*** DATA FOR PROCESSING ***
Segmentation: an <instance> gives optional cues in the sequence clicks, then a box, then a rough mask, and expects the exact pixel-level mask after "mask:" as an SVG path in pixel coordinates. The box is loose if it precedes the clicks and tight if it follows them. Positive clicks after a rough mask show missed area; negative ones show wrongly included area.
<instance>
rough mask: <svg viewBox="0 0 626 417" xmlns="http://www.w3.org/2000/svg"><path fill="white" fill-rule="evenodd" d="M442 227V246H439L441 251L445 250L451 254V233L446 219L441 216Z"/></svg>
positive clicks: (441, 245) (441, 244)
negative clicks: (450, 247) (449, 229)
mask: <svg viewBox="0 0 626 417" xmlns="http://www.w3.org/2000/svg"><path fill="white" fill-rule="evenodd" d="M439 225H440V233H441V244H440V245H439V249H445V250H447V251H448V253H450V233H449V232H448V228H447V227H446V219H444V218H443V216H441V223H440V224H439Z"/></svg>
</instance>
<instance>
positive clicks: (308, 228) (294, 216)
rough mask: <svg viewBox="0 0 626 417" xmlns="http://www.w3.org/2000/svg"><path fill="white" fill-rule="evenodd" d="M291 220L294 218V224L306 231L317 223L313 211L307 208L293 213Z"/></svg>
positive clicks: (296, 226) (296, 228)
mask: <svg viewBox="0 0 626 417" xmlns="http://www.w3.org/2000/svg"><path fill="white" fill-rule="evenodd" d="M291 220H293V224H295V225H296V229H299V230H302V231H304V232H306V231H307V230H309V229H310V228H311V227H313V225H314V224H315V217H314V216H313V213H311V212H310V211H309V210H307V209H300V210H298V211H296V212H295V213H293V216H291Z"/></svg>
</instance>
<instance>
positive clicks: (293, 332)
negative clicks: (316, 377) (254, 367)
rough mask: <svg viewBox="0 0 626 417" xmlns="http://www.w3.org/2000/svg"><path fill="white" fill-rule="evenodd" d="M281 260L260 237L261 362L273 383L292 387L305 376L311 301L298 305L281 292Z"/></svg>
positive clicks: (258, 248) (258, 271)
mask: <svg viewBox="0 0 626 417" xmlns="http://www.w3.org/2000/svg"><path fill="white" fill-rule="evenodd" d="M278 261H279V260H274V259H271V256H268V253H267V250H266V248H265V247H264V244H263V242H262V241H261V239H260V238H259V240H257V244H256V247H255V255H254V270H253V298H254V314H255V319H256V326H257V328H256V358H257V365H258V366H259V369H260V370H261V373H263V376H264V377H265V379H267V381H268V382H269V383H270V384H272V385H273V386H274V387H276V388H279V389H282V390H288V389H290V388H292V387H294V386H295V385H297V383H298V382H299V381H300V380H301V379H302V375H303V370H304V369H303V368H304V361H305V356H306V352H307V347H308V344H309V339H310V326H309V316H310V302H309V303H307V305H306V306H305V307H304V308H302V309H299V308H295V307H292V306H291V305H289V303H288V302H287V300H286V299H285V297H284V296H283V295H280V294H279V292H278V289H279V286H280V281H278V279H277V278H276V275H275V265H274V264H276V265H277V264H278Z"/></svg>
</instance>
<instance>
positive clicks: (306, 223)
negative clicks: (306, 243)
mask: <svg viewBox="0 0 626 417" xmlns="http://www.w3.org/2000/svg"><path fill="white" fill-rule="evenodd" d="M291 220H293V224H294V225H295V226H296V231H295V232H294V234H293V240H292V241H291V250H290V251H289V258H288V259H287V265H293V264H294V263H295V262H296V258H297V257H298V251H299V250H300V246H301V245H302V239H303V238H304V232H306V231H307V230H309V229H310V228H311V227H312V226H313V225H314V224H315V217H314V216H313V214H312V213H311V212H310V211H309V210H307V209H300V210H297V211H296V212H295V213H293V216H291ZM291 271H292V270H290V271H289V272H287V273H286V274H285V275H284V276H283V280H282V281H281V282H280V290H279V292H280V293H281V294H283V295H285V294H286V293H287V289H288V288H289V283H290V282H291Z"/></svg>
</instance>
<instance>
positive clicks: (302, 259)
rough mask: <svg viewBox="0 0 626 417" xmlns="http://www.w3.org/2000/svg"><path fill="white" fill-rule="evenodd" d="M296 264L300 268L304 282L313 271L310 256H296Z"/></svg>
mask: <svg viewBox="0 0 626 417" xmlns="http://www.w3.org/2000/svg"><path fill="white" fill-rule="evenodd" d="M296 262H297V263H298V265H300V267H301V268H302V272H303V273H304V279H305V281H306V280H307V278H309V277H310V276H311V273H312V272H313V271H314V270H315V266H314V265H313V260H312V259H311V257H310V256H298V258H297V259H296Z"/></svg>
*** End of DATA FOR PROCESSING ***
_INSTRUCTIONS FOR THE TASK_. Starting at the beginning of the data and ending at the line that contains "positive clicks: (441, 245) (441, 244)", write those lines out again with "rough mask" changed to "coarse mask" and nothing else altered.

_PROBLEM SOLUTION_.
Segmentation: an <instance> gives optional cues in the sequence clicks, then a box, then a coarse mask, and expects the exact pixel-level mask after "mask:" as an SVG path in pixel coordinates. The box is loose if it precedes the clicks and tight if it follows them. Positive clicks after a coarse mask show missed area; negative ones show wrongly included area.
<instance>
coarse mask: <svg viewBox="0 0 626 417" xmlns="http://www.w3.org/2000/svg"><path fill="white" fill-rule="evenodd" d="M442 227V246H439L441 251L445 250L451 254V233L446 219L441 216Z"/></svg>
positive clicks: (441, 245) (441, 244)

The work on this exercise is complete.